::: Material provided :::

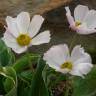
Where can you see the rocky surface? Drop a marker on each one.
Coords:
(55, 20)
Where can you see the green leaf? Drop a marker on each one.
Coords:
(24, 62)
(38, 87)
(6, 56)
(10, 83)
(86, 86)
(51, 77)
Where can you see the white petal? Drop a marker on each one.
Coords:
(79, 56)
(23, 21)
(9, 39)
(12, 26)
(64, 71)
(90, 19)
(81, 69)
(84, 30)
(35, 25)
(69, 17)
(43, 37)
(80, 12)
(56, 56)
(18, 49)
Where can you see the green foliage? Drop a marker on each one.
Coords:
(86, 86)
(38, 87)
(10, 83)
(6, 56)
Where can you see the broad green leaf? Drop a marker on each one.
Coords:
(24, 62)
(6, 56)
(38, 87)
(10, 83)
(51, 77)
(86, 86)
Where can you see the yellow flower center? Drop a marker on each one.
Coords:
(67, 65)
(77, 23)
(23, 40)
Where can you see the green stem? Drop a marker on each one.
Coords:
(67, 86)
(73, 40)
(29, 61)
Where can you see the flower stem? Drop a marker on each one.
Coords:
(29, 61)
(73, 41)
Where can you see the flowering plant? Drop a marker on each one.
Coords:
(65, 68)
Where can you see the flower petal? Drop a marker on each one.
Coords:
(84, 30)
(79, 56)
(9, 39)
(35, 25)
(69, 17)
(80, 12)
(43, 37)
(12, 26)
(18, 49)
(90, 19)
(23, 21)
(56, 56)
(81, 69)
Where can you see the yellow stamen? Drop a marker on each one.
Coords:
(23, 40)
(67, 65)
(77, 23)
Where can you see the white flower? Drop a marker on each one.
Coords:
(84, 20)
(77, 63)
(21, 33)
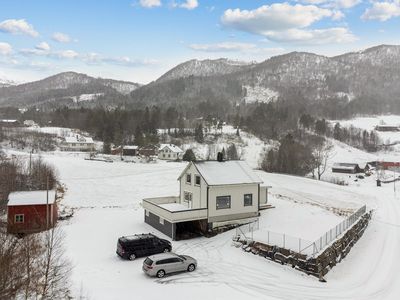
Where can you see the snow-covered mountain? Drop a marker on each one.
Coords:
(8, 80)
(60, 87)
(206, 67)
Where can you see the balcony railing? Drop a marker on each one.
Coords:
(165, 208)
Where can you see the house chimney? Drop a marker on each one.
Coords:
(220, 156)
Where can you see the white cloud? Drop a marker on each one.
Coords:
(6, 49)
(18, 27)
(264, 51)
(381, 11)
(337, 15)
(38, 66)
(333, 3)
(90, 58)
(317, 37)
(32, 52)
(190, 4)
(63, 38)
(279, 16)
(150, 3)
(223, 47)
(65, 54)
(43, 46)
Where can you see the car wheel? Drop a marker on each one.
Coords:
(160, 274)
(191, 268)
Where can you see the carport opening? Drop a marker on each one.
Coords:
(190, 229)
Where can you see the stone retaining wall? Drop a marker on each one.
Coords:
(318, 266)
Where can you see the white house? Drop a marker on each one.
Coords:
(212, 194)
(77, 143)
(169, 152)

:::

• [Your goal] Every line above should be returned word for word, with the pictures left behind.

• [Written solution]
Where can you see the rocky surface? Drop a marker on each one.
Coords:
(55, 20)
Where can you see the green leaf? Drop a marker on each one.
Coords:
(24, 62)
(38, 87)
(6, 56)
(10, 83)
(86, 86)
(51, 77)
Where can you see the white petal? Drop a marker on each one.
Coords:
(79, 56)
(23, 21)
(9, 39)
(12, 26)
(64, 71)
(90, 19)
(81, 69)
(84, 30)
(35, 25)
(69, 17)
(43, 37)
(80, 12)
(56, 56)
(18, 49)
Where can you see the green foliage? Drop a marker on each one.
Coords:
(86, 86)
(38, 87)
(10, 83)
(6, 56)
Where can you see the broad green leaf? Drop a marker on each one.
Coords:
(24, 62)
(6, 56)
(38, 87)
(10, 83)
(51, 77)
(86, 86)
Where can you see the yellow flower center? Drop a marker on each one.
Coords:
(67, 65)
(77, 23)
(23, 40)
Where can you see the green stem? Drop a marker on each one.
Coords:
(67, 86)
(73, 40)
(29, 61)
Where can you see the flower stem? Drop a marker on each one.
Coords:
(29, 61)
(73, 41)
Where can you see the flowering plant? Drop a marker on each one.
Coords:
(65, 68)
Where can you see the flower petal? Drop a marker on each one.
Coords:
(84, 30)
(79, 56)
(9, 39)
(35, 25)
(69, 17)
(80, 12)
(43, 37)
(12, 26)
(18, 49)
(90, 19)
(23, 21)
(56, 56)
(81, 69)
Where can you see the yellow stamen? Drop a marker on each one.
Coords:
(23, 40)
(67, 65)
(77, 23)
Where can you see the white flower? Drop a marker on each one.
Coords:
(84, 20)
(77, 63)
(21, 33)
Where can you see the snow-covered mountain? Drop a marker on each one.
Coords:
(8, 80)
(60, 87)
(206, 67)
Where can you see the balcony railing? Drop a marker on each one.
Coords:
(165, 208)
Where can you see the house chimney? Drop a marker on each one.
Coords:
(220, 156)
Where can you see the white cloud? Drop a marker on each one.
Coords:
(6, 49)
(18, 27)
(264, 51)
(381, 11)
(337, 15)
(38, 66)
(333, 3)
(90, 58)
(317, 37)
(32, 52)
(190, 4)
(63, 38)
(279, 16)
(150, 3)
(223, 47)
(65, 54)
(43, 46)
Where can you see the car wheel? Drop a marker on each one.
Coords:
(160, 274)
(191, 268)
Where can you see the carport opening? Drop a marker on each one.
Coords:
(190, 229)
Where can you see the stone retaining wall? Drop a marker on each one.
Coords:
(318, 266)
Where can you see the white house? Drop a marker on each one.
Coords:
(212, 194)
(77, 143)
(169, 152)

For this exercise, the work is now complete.